**QUOTED PASSAGE**
*** Begin section ***
Primary biological aerosols are released into the air both by human activity and by natural processes from their sources (i.e. plants, fungi, and other biota). Many bioaerosols contain allergens, which affect human health. while others are cause of plant diseases thus being of importance for forestry and agriculture. Finally, there is growing evidence that bioaerosols have a role in cloud microphysics including ice nucleation processes.
Biological component of airborne particulate matter is commonly assessed by manual methods which ignores some of the important components and limits the temporal resolution. Therefore, emerging new measurement methods based on high-end imaging and laser induced fluorescence are expected to meet end-user needs by provide automatic and real-time data flow. However, particle type recognition remains a specific challenge.
The aim of our research is to couple big data collected by new generation automatic single particle analyser (Rapid-E) and advanced artificial intelligence tools to enable identification and quantification specific bioaerosols in outdoor air.
*** End section ***
**WORK REQUEST 1**
In the bioaerosol text, what are the emerging new measurement methods based on?
**WORK REQUEST 2**
For each statement, say whether it agrees with the bioaerosol text, and quote the words that decide it. (a) Primary biological aerosols come only from natural processes. (b) Some bioaerosols cause plant diseases. (c) Manual assessment methods limit temporal resolution.
**WORK REQUEST 3**
Extend the bioaerosol research text from its last sentence.

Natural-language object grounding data
*** Begin section ***
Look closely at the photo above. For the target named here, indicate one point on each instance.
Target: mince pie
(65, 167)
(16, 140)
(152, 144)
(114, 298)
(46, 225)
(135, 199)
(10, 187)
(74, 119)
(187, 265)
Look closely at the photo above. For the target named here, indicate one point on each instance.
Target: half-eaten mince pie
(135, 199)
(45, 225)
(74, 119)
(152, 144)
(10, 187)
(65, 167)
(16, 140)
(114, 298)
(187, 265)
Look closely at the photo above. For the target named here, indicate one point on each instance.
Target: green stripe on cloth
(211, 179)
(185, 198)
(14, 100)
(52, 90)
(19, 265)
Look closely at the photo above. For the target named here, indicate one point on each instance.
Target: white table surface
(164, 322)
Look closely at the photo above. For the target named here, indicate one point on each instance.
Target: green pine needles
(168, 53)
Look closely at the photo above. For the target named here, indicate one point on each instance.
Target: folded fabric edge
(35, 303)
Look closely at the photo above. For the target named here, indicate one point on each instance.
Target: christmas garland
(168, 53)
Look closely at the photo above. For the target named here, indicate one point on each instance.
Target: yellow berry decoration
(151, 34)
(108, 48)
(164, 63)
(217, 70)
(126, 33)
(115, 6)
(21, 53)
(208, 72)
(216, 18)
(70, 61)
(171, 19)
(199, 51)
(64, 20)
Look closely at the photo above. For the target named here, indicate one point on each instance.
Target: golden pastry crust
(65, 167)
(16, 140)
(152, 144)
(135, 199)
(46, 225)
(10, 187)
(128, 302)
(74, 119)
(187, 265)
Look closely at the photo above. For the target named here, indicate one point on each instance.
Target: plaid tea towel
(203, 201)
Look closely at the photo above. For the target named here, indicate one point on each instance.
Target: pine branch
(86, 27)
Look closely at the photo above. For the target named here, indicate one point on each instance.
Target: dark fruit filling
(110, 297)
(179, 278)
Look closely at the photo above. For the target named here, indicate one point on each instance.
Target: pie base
*** End section ***
**TASK ANSWER 1**
High-end imaging and laser induced fluorescence.

**TASK ANSWER 2**
(a) No: "released into the air both by human activity and by natural processes"
(b) Yes: "others are cause of plant diseases"
(c) Yes: "limits the temporal resolution"

**TASK ANSWER 3**
The tests of developed system in operational monitoring proved that laser spectroscopy-based automatic bioaerosol measurements equipped with our machine learning algorithms enable the identification and quantification in high temporal resolution a full variety of airborne particles of biological origin. We have successfully quantified 16 the most abundant and allergy relevant airborne pollen types. High temporal resolution measurements (up to sub-minute) revealed 15% better insight into explanation of allergy total symptoms for selected individuals in the study area. In addition to airborne pollen, system detected short but very intensive episodes of airborne starch particles. Thanks to hight temporal resolution of bioaerosol measurements, wind direction analysis and dispersion modelling grain storage towers were identified as sources.
The new generation of automatic devices coupled with advanced analytical tools and extensive reference datasets for training bioaerosol classification models have the potential to increase our understanding of the distribution of bioaerosols in the air, provide insights into biological processes such as release and dispersal mechanisms, and allow us to conduct investigations into dose-response relationships and personal exposure to aeroallergens and plant pathogens.